Rewrite the entries from the line with "Task: annotate each instance of the white foam" up to and including the line with "x=244 y=245", replacing "clear water" with "still water" and leaving everything else unchanged.
+++ SUPPLIED DATA +++
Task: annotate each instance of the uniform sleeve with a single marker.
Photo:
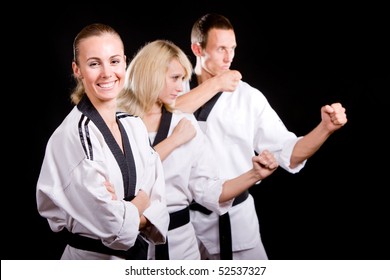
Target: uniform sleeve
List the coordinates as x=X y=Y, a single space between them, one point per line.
x=71 y=193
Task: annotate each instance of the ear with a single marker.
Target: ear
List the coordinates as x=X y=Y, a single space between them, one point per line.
x=76 y=70
x=196 y=49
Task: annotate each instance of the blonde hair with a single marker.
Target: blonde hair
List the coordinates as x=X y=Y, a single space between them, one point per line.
x=145 y=75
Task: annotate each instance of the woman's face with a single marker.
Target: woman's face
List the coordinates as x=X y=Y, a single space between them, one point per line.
x=173 y=83
x=102 y=67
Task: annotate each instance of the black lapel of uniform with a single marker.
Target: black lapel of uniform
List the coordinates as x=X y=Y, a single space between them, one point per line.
x=163 y=129
x=125 y=160
x=203 y=112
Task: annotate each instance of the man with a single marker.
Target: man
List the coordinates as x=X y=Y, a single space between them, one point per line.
x=240 y=124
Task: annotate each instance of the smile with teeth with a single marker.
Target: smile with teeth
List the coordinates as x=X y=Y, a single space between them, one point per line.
x=107 y=85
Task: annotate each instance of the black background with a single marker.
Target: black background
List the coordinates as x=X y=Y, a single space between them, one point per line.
x=300 y=57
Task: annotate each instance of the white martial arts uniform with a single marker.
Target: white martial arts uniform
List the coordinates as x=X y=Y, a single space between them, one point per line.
x=190 y=174
x=239 y=124
x=71 y=192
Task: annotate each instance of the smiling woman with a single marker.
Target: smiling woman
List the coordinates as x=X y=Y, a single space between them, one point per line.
x=94 y=144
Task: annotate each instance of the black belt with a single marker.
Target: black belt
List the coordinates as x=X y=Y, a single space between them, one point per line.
x=225 y=233
x=137 y=252
x=176 y=219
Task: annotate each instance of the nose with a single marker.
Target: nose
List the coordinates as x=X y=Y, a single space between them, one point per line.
x=106 y=72
x=229 y=54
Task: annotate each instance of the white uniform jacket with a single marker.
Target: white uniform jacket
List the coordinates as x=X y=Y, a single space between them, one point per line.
x=71 y=194
x=240 y=123
x=191 y=173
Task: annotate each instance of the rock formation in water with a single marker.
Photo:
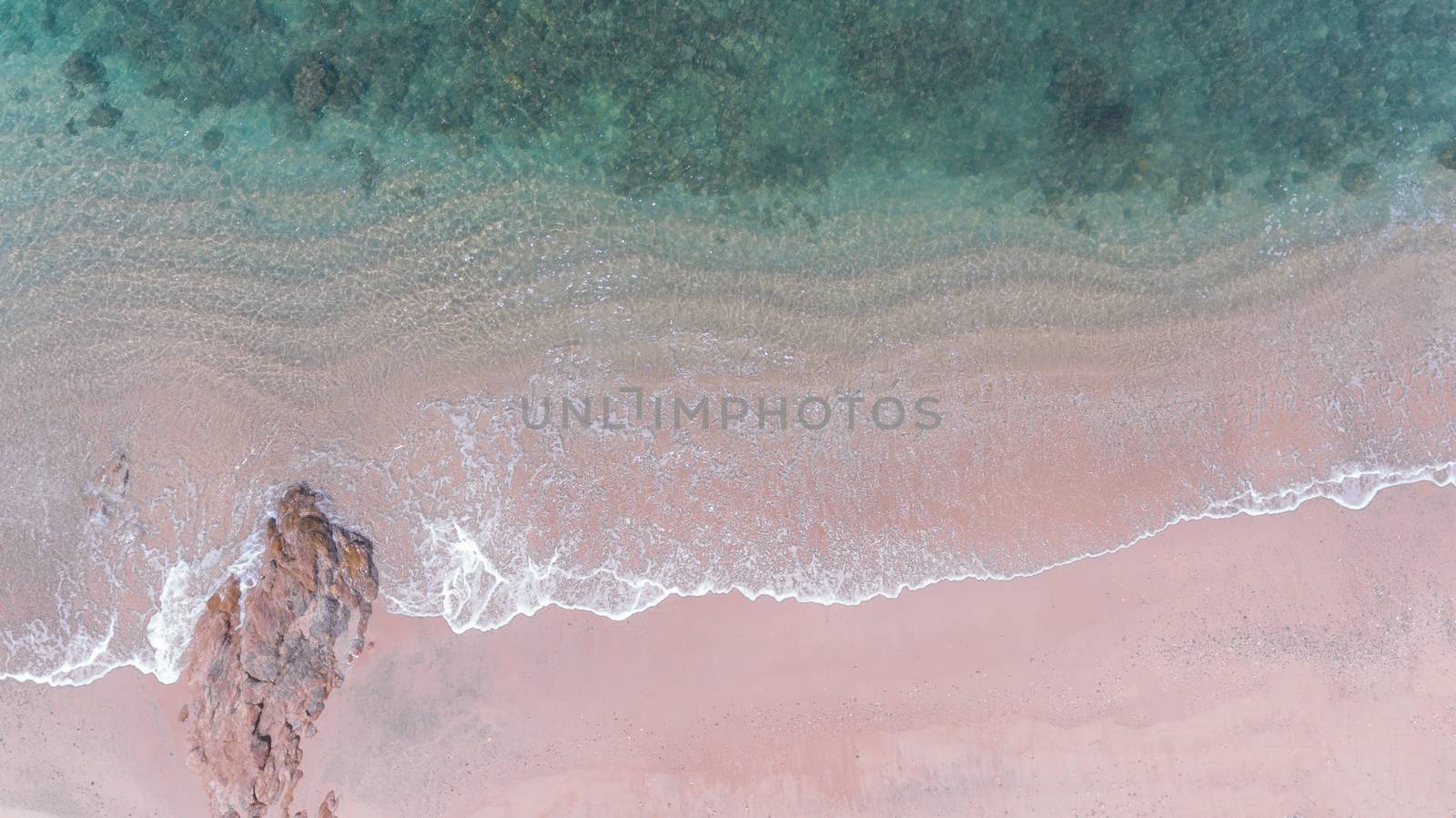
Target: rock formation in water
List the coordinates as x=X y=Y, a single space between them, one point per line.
x=264 y=661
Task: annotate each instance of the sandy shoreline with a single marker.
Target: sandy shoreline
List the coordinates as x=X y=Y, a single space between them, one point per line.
x=1274 y=665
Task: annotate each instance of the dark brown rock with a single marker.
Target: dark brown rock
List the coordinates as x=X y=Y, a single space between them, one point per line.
x=259 y=680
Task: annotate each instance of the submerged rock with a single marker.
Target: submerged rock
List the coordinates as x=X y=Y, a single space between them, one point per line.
x=104 y=116
x=1446 y=155
x=82 y=67
x=1359 y=177
x=259 y=682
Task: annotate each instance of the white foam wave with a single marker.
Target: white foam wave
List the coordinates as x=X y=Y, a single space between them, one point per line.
x=475 y=592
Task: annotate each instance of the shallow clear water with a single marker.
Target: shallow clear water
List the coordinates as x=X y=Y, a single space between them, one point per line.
x=244 y=245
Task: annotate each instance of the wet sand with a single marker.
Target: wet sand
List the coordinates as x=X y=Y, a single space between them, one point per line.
x=1273 y=665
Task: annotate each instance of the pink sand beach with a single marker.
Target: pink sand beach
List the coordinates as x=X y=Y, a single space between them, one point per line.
x=1292 y=664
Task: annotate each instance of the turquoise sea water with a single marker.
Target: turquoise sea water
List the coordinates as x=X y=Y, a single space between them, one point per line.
x=1139 y=123
x=235 y=235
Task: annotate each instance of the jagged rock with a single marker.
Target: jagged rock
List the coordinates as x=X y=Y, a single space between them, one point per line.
x=259 y=680
x=108 y=490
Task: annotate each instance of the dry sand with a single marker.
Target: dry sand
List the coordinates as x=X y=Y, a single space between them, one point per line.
x=1298 y=664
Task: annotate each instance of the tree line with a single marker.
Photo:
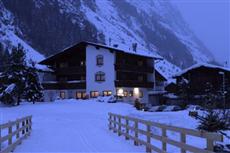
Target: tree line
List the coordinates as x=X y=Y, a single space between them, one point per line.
x=19 y=78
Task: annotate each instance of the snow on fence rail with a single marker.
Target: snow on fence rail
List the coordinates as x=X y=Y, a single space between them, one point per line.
x=124 y=125
x=13 y=132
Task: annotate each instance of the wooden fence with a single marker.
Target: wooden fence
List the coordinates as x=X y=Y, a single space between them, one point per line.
x=124 y=125
x=15 y=132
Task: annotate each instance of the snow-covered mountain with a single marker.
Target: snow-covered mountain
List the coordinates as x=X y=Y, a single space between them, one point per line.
x=9 y=37
x=51 y=25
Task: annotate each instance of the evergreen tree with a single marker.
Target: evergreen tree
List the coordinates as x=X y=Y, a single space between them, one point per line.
x=14 y=74
x=184 y=91
x=33 y=89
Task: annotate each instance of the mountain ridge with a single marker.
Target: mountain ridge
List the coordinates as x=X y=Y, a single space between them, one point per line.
x=51 y=25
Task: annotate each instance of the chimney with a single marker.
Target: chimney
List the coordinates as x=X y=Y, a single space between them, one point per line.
x=134 y=45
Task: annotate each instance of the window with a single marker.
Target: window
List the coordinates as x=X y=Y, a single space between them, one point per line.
x=125 y=93
x=140 y=78
x=130 y=93
x=141 y=94
x=62 y=94
x=100 y=60
x=100 y=76
x=94 y=94
x=80 y=95
x=63 y=65
x=140 y=63
x=107 y=93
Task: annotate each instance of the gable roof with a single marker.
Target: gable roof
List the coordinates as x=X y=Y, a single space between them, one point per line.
x=123 y=49
x=199 y=65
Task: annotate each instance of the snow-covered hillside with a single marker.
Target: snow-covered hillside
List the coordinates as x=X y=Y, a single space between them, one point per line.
x=154 y=24
x=9 y=37
x=82 y=126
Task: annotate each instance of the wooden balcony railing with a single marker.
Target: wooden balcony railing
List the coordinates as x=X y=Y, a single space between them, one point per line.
x=133 y=68
x=133 y=83
x=71 y=70
x=64 y=85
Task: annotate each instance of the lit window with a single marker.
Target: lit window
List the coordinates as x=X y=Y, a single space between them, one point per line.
x=130 y=93
x=94 y=94
x=62 y=95
x=80 y=95
x=120 y=92
x=63 y=65
x=141 y=94
x=107 y=93
x=125 y=93
x=100 y=60
x=140 y=63
x=140 y=78
x=100 y=76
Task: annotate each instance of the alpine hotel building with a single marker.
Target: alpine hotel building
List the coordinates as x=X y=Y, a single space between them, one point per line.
x=89 y=70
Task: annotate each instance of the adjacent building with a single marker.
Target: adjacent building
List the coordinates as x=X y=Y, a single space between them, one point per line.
x=87 y=70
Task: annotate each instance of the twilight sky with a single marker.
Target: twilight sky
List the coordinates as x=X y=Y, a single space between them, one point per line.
x=210 y=20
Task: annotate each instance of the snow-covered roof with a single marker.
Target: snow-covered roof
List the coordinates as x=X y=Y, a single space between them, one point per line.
x=120 y=48
x=129 y=50
x=198 y=65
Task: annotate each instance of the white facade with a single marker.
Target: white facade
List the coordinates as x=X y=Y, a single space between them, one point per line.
x=108 y=84
x=92 y=68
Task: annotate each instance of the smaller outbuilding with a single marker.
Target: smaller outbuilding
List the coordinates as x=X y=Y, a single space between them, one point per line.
x=199 y=80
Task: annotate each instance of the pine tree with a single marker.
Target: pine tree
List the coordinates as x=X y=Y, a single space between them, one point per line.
x=14 y=74
x=33 y=89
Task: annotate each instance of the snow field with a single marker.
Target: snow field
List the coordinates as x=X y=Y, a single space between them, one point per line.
x=82 y=126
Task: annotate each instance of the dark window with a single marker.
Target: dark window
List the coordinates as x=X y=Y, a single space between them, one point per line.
x=80 y=95
x=62 y=94
x=107 y=93
x=100 y=76
x=141 y=94
x=94 y=94
x=100 y=60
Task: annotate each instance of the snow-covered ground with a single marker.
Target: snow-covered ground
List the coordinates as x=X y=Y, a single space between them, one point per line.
x=82 y=126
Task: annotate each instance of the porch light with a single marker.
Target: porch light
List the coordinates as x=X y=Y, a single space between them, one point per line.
x=120 y=92
x=136 y=91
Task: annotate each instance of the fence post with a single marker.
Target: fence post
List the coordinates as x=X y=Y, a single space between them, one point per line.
x=30 y=123
x=0 y=137
x=148 y=136
x=10 y=134
x=127 y=129
x=27 y=125
x=210 y=145
x=136 y=132
x=119 y=126
x=110 y=125
x=114 y=124
x=164 y=135
x=183 y=140
x=17 y=128
x=23 y=127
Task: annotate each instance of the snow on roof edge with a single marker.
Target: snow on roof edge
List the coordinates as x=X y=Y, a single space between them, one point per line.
x=198 y=65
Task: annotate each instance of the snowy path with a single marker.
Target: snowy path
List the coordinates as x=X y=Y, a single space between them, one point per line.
x=82 y=126
x=70 y=127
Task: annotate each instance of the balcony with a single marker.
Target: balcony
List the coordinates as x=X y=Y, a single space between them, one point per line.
x=55 y=85
x=71 y=70
x=133 y=83
x=133 y=68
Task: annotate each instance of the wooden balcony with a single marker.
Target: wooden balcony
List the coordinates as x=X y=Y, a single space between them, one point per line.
x=133 y=83
x=71 y=70
x=134 y=68
x=64 y=85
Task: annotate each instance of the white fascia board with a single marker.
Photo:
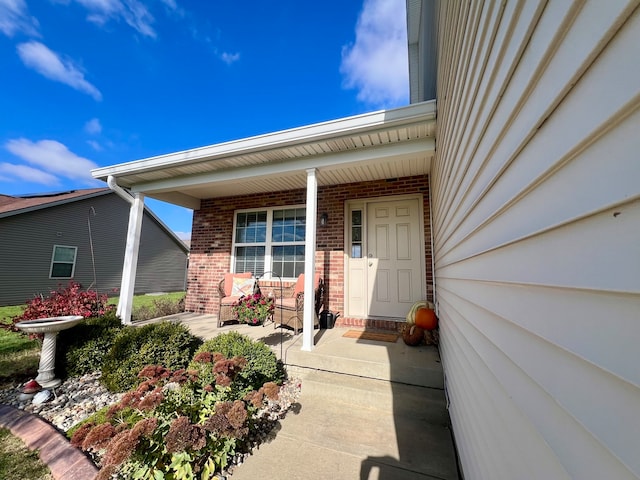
+++
OUTPUT:
Task: annotate each instance of the white foam wave with a single marker.
Target: white foam wave
List the coordinates as x=X y=Y, a single space between them, one point per line.
x=475 y=592
Task: annotate each instance of the shallow still water with a single marker.
Target: shallow still water
List the coordinates as x=X y=Y, a single space between them, one point per line.
x=244 y=245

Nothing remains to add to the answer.